CHALLENGE: Please identify every line in the material below that contains the word "light", and copy each of those lines. Case counts.

Entries for pointing and labeling
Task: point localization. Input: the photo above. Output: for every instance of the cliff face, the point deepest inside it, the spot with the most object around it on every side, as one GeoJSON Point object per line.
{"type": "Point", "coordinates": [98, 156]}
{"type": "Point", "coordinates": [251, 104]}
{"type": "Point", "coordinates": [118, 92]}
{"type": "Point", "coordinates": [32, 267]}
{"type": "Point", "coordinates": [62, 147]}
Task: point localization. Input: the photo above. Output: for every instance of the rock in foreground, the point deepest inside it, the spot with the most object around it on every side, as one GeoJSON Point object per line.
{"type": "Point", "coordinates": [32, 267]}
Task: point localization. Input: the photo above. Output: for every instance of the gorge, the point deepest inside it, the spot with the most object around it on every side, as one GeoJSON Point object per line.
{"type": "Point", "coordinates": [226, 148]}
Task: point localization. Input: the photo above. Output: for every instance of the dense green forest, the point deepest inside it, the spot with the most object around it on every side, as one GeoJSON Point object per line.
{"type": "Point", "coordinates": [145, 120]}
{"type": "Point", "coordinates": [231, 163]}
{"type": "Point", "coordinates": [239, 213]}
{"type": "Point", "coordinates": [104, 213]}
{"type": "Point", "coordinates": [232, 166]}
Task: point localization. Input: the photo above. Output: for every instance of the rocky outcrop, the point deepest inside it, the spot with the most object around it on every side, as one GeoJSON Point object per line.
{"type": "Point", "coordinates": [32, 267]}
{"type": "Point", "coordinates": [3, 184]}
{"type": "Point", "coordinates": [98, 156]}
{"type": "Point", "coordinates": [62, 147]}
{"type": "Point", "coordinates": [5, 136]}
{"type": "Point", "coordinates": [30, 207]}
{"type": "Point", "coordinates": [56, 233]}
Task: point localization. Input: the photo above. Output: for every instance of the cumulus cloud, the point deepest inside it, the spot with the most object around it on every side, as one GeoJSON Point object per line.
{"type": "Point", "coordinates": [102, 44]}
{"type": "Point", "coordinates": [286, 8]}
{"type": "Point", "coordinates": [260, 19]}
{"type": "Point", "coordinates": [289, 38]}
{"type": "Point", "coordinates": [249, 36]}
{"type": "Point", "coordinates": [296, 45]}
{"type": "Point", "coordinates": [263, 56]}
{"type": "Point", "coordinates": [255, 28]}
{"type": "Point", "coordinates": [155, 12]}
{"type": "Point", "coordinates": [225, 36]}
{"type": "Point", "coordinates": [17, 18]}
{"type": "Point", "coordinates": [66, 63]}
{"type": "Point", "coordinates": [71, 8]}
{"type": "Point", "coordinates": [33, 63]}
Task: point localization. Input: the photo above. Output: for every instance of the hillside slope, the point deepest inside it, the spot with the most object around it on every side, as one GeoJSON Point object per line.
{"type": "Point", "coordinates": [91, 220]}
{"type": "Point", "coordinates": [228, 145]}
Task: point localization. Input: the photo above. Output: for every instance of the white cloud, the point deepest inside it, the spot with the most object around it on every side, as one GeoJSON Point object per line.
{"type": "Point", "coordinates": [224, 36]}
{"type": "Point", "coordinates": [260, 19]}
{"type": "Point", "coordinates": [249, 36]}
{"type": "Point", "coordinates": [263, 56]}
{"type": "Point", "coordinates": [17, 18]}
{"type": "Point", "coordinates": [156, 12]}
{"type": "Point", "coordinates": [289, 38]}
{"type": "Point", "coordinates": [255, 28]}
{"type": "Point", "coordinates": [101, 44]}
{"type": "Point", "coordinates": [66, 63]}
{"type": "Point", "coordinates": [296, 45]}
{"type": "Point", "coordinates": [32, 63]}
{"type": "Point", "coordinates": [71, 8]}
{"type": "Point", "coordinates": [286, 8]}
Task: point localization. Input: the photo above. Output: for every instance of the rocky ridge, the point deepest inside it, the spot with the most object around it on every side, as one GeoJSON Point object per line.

==

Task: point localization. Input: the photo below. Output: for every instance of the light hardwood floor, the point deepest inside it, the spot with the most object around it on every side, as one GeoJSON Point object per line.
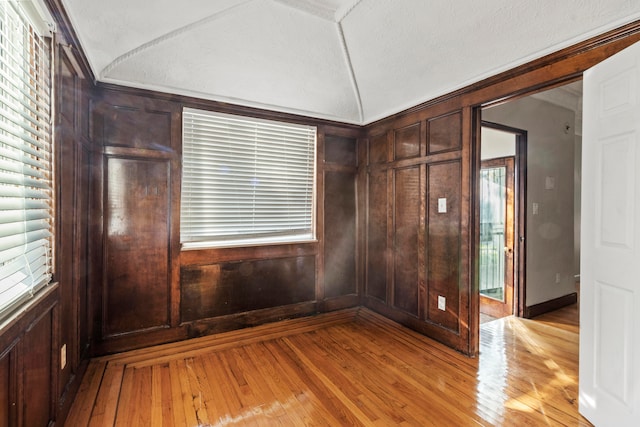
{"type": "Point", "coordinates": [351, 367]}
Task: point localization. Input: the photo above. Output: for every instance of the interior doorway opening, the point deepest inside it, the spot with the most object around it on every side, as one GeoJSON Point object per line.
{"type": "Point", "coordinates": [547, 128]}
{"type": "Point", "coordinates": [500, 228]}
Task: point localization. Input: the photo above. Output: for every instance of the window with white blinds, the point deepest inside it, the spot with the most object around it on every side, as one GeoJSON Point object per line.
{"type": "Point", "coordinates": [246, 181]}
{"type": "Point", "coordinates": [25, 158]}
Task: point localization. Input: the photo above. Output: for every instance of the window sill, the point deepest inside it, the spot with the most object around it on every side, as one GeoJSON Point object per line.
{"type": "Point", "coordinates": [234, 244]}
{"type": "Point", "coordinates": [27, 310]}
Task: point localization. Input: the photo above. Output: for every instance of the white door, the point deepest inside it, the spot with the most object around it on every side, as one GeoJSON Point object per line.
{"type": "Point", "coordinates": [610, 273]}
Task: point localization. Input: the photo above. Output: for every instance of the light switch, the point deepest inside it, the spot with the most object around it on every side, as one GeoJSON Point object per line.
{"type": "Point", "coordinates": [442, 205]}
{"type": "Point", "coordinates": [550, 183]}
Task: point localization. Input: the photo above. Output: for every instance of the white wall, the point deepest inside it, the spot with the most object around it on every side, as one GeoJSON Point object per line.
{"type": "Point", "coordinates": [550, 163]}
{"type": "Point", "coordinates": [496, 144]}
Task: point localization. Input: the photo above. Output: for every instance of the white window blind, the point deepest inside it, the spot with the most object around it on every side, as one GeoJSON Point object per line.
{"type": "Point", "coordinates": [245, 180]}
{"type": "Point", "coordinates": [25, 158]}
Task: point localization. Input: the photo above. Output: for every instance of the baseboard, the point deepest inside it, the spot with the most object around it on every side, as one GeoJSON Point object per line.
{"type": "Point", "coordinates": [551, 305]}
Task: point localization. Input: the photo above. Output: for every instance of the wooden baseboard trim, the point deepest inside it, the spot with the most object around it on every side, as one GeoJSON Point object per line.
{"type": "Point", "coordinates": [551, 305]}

SOLUTION:
Task: point localization. Input: the photo below. Output: for every instance of the light hardwood floor, the point deepest inside it, the spot with the most object around it on every side, as one GeoJSON Point object per line.
Task: point localization. Input: the photo above. Output: for every instance of the light switch, the point deepest inside it, the spot with the most object around it on every side, as one GeoJSON Point object per line.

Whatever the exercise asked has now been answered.